#### [Task requirements]
Rewrite the lines from the line with "I would be grateful if you could indicate the control" through the end of the records, swapping "control box" for "power box" and leaving everything else unchanged.

A block of data:
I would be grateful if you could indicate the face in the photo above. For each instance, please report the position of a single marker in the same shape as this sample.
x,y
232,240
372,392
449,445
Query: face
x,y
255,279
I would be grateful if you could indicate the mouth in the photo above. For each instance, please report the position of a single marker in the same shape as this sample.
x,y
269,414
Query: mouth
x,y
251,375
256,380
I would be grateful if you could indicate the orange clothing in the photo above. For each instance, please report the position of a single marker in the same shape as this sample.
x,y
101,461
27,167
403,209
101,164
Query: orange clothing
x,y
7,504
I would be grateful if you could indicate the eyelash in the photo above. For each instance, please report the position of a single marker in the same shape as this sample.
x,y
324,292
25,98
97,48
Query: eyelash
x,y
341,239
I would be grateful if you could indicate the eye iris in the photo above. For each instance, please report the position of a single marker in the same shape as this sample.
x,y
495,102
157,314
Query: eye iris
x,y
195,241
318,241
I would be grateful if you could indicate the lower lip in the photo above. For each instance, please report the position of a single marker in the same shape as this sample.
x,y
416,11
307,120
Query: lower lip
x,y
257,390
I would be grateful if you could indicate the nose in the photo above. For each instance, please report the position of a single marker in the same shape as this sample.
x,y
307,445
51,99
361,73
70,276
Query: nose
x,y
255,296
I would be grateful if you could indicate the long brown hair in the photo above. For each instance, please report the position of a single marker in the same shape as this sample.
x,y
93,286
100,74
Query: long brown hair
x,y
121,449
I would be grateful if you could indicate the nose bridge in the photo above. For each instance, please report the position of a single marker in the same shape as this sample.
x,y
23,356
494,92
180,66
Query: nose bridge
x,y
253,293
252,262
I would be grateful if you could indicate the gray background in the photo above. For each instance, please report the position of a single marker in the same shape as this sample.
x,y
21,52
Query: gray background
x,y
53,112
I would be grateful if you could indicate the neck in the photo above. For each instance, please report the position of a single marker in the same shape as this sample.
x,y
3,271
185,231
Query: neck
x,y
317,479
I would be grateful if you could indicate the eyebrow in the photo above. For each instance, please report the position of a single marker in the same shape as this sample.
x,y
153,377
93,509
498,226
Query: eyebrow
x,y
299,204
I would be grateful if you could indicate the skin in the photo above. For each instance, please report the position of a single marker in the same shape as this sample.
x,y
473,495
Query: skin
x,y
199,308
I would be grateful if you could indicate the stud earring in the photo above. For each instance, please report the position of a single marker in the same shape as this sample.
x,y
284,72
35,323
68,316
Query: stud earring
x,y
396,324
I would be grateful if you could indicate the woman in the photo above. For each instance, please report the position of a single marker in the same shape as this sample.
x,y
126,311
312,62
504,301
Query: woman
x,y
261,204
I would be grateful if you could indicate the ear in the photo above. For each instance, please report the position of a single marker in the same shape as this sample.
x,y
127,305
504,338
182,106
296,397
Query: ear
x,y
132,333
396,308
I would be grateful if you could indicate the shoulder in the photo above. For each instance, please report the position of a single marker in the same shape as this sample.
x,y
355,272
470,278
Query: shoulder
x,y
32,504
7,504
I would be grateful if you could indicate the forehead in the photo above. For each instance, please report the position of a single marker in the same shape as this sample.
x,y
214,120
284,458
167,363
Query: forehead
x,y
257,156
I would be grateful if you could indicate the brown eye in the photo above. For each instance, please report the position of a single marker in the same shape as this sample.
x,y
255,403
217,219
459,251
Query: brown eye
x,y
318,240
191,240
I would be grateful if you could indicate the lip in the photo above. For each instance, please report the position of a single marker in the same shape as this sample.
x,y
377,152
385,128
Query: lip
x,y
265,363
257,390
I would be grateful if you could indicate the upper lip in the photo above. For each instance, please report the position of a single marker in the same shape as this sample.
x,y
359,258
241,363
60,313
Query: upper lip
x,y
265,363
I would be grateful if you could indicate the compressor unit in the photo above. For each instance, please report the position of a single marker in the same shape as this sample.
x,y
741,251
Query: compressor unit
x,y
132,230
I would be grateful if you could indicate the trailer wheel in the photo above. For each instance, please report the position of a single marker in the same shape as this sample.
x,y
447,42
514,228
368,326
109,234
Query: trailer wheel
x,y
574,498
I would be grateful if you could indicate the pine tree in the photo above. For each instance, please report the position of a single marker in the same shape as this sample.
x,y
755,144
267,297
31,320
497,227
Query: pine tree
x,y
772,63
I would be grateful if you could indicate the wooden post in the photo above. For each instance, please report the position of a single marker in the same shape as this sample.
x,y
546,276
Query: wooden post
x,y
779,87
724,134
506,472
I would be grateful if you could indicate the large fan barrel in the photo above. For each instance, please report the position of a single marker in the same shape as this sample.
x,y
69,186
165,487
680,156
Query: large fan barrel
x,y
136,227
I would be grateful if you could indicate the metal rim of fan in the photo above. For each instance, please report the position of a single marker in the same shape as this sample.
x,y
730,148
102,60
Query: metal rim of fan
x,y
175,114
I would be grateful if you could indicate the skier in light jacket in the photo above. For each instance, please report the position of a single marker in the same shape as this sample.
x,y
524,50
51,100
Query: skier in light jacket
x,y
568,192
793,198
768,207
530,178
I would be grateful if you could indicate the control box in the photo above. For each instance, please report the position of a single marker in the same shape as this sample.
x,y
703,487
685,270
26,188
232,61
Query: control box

#### [Worked solution]
I would be grateful if you could indicate the power box in the photo above. For each instance, please report the position of a single marker in the same shape as this sample.
x,y
703,487
685,270
26,188
232,61
Query: power box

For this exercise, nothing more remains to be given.